**The problem:**
Report the lines of the material that carry the string "kameez".
::::
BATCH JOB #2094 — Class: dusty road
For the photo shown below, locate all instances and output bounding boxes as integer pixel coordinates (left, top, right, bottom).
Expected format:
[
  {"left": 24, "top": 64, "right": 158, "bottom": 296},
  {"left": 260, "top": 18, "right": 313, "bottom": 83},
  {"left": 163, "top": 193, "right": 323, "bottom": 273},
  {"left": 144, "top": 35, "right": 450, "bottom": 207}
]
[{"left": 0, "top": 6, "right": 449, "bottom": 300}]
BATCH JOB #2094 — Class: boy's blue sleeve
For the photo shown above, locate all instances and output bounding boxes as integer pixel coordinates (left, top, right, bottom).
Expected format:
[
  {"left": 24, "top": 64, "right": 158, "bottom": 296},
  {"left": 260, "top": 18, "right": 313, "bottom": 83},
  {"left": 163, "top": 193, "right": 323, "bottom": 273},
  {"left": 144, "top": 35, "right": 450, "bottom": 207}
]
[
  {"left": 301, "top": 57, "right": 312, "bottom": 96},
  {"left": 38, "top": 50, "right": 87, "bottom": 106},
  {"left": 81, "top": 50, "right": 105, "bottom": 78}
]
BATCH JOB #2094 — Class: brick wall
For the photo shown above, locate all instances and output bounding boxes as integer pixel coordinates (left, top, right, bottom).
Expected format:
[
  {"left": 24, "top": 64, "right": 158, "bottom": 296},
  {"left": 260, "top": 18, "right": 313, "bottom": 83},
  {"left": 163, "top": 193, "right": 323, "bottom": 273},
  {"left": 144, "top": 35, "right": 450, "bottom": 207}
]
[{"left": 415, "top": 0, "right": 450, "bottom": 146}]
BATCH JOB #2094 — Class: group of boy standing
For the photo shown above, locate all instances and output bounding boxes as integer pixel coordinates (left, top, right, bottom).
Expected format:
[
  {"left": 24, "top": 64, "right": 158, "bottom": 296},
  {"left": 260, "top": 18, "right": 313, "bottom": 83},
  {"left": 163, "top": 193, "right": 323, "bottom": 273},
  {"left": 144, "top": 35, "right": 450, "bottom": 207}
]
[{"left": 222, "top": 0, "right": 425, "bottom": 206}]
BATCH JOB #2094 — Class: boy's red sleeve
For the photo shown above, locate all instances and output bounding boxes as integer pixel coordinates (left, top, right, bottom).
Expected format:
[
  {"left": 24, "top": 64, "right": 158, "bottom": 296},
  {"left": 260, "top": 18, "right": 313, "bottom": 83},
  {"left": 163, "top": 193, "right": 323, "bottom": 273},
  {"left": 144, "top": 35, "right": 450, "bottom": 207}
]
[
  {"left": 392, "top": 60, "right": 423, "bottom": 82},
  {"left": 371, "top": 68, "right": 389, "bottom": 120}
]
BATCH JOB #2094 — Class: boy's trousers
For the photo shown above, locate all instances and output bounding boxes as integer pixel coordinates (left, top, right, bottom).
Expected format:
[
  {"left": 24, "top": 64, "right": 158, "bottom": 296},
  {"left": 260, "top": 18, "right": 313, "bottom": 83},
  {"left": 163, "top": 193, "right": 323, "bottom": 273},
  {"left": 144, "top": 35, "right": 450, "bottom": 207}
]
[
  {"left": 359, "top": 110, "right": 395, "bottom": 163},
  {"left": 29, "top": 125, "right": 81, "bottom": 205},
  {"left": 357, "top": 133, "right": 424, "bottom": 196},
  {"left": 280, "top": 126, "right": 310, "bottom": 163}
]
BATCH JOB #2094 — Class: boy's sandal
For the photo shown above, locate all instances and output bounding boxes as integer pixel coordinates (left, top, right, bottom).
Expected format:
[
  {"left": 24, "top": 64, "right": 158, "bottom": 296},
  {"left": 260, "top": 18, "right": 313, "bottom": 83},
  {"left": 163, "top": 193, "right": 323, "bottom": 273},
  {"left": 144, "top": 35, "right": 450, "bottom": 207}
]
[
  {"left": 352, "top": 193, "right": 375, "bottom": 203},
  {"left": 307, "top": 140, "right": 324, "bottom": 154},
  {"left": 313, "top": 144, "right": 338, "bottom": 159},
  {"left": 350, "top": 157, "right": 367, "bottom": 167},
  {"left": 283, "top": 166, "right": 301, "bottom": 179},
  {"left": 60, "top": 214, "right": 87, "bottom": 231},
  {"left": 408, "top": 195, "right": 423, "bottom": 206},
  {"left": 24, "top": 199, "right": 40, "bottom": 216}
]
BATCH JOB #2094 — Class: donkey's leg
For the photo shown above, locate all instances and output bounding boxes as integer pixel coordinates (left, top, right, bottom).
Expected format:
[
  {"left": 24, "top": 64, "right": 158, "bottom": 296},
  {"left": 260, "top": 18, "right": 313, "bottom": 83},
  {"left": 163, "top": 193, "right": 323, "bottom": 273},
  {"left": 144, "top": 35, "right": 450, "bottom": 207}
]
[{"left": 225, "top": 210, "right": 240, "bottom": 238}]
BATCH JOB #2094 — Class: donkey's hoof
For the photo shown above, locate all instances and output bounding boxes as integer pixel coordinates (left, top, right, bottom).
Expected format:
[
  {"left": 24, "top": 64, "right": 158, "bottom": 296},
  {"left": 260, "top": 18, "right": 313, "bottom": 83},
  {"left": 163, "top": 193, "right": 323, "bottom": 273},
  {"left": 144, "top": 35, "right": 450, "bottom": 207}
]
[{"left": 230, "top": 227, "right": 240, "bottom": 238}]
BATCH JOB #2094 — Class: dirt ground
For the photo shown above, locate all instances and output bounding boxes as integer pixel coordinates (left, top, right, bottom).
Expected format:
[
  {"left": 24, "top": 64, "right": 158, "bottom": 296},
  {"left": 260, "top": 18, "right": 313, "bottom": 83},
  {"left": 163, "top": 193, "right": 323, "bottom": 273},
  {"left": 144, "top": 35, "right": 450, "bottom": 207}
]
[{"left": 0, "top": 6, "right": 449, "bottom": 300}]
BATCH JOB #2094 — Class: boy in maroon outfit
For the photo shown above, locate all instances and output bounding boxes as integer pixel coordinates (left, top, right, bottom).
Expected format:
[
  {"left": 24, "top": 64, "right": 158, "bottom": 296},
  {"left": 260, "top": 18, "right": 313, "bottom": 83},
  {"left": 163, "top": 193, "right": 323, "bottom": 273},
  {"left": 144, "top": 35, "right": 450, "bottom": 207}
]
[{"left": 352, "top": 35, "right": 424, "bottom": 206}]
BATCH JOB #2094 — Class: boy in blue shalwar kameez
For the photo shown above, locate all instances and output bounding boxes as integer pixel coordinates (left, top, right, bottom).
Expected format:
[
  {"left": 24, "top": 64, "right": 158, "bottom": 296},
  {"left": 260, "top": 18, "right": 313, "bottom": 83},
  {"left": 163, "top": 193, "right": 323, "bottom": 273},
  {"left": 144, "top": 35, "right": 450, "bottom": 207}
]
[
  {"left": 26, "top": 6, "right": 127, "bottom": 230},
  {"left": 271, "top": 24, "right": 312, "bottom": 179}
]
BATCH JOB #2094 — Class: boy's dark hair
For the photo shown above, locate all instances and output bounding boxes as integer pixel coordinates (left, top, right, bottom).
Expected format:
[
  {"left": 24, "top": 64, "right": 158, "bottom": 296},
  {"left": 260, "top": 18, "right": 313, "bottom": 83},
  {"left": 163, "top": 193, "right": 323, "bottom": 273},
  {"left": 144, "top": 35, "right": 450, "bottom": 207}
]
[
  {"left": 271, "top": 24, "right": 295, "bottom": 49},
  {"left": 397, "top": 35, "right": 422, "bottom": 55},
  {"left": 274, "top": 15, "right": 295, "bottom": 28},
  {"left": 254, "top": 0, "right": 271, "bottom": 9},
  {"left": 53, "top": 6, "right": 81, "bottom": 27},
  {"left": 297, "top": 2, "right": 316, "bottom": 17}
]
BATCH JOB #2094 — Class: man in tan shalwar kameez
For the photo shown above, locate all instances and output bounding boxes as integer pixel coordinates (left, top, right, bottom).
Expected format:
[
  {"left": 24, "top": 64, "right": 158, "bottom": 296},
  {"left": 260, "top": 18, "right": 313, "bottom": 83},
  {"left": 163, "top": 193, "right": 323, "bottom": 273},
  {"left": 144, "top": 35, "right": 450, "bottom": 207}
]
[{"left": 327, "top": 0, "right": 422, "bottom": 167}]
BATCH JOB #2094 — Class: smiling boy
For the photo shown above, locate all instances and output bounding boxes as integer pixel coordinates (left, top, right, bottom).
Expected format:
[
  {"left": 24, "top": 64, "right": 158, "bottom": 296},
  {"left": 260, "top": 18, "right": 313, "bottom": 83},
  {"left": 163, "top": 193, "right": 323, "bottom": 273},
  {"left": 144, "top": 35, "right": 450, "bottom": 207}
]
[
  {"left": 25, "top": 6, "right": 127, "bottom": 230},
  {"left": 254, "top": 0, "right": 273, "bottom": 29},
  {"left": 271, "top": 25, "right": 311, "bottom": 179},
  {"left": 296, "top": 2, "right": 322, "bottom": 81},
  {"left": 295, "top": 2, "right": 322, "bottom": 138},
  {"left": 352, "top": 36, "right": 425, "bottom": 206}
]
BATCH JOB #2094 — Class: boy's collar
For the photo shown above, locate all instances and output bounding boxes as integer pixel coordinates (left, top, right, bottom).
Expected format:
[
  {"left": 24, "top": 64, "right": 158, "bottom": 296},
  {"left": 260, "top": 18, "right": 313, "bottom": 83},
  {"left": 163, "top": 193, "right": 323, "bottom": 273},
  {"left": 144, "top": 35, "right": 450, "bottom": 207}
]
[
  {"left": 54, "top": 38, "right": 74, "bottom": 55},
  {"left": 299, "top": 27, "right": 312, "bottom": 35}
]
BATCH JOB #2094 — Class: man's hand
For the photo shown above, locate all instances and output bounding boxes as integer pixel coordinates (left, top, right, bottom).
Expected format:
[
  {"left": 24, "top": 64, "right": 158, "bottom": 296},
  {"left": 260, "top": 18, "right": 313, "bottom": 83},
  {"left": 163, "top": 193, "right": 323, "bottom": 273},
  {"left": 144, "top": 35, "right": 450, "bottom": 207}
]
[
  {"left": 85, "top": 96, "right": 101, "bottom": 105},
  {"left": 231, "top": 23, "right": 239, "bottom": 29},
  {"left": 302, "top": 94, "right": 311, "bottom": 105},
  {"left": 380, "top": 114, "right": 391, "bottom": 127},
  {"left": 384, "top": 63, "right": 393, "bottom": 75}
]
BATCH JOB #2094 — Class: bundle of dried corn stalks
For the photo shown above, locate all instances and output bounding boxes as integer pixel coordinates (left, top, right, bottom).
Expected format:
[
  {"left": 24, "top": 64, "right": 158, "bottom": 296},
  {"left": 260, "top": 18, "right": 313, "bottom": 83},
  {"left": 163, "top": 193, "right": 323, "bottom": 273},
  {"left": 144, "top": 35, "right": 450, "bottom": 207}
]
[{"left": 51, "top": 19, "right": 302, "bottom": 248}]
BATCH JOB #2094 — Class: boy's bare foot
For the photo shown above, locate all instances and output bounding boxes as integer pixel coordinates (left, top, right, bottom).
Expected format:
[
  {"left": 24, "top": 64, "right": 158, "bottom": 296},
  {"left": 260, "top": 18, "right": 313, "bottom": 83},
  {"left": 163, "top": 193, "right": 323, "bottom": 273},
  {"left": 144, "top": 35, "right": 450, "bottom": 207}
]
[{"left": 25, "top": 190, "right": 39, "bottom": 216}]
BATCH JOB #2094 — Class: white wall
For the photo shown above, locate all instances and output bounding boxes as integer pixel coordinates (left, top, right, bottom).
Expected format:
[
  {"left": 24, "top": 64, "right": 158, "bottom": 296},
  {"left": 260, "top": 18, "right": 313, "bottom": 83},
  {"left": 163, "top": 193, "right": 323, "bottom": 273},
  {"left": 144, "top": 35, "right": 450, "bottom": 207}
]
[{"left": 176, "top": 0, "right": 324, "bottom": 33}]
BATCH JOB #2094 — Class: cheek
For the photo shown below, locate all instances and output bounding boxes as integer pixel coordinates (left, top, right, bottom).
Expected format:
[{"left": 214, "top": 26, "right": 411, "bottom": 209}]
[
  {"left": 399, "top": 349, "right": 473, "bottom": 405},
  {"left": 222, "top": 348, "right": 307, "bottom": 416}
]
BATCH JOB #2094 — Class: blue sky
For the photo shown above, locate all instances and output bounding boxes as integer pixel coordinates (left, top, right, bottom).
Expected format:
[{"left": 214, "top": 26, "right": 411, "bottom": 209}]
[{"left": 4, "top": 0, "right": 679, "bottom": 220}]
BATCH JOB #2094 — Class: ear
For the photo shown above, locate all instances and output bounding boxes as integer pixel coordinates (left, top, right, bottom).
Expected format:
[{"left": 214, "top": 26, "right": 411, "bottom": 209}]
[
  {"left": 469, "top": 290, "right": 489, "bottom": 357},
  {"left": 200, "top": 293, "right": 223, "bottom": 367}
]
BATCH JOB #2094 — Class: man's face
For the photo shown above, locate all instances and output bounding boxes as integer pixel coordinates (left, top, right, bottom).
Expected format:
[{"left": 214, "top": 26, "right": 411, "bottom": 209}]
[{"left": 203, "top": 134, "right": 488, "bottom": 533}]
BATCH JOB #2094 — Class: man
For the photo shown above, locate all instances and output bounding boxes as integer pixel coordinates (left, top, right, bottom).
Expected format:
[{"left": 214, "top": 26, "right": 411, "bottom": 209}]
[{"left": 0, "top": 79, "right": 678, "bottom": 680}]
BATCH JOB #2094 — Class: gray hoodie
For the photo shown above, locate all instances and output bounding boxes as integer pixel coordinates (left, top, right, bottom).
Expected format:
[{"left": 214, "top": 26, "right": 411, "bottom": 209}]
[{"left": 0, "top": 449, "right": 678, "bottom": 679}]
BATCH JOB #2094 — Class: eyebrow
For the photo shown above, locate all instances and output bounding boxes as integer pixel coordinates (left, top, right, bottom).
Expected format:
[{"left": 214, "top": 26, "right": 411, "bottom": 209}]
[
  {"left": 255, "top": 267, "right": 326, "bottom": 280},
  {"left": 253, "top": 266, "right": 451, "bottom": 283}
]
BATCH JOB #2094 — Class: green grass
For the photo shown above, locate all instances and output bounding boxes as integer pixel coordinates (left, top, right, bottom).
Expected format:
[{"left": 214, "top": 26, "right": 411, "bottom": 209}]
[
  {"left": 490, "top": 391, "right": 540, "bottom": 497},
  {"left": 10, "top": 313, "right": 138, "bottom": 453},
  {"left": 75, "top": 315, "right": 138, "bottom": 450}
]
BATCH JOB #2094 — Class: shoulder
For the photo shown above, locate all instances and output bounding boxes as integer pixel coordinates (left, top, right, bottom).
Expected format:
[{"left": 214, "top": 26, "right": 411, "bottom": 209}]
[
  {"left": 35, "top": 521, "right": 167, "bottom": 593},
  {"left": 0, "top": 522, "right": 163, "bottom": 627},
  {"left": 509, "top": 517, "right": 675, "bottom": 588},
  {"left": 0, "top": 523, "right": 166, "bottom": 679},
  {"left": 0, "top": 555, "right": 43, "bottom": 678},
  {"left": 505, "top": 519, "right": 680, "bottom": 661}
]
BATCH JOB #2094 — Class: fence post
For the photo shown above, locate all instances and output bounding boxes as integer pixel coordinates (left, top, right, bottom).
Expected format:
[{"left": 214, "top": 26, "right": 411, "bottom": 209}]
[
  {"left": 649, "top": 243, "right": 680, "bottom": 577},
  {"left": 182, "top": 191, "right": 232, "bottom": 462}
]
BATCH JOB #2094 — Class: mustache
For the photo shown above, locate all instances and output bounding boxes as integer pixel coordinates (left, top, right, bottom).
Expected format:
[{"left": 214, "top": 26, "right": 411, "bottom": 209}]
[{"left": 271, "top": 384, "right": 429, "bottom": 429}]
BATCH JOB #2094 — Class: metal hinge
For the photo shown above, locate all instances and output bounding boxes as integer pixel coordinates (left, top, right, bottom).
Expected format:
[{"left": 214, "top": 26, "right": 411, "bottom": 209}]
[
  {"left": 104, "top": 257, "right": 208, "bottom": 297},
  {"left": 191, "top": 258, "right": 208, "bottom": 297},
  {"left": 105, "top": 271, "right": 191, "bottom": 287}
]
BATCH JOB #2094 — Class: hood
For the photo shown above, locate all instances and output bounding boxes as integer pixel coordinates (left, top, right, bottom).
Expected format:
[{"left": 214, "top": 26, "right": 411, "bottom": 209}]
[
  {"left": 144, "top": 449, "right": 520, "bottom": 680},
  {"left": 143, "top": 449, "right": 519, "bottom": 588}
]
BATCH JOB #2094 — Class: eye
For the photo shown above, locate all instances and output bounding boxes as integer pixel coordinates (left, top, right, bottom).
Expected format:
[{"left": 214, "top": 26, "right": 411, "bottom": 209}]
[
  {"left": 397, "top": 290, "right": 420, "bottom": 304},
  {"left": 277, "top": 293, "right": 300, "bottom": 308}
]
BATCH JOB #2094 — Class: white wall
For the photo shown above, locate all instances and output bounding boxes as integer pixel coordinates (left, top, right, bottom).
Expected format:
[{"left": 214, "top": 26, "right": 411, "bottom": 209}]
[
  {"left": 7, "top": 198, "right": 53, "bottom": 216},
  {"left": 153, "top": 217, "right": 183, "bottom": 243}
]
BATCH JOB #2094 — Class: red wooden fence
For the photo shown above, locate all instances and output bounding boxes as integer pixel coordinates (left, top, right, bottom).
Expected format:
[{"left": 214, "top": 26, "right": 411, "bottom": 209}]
::::
**Response area:**
BATCH JOB #2094 — Class: boy in blue shalwar kameez
BATCH JOB #2094 — Class: man in tan shalwar kameez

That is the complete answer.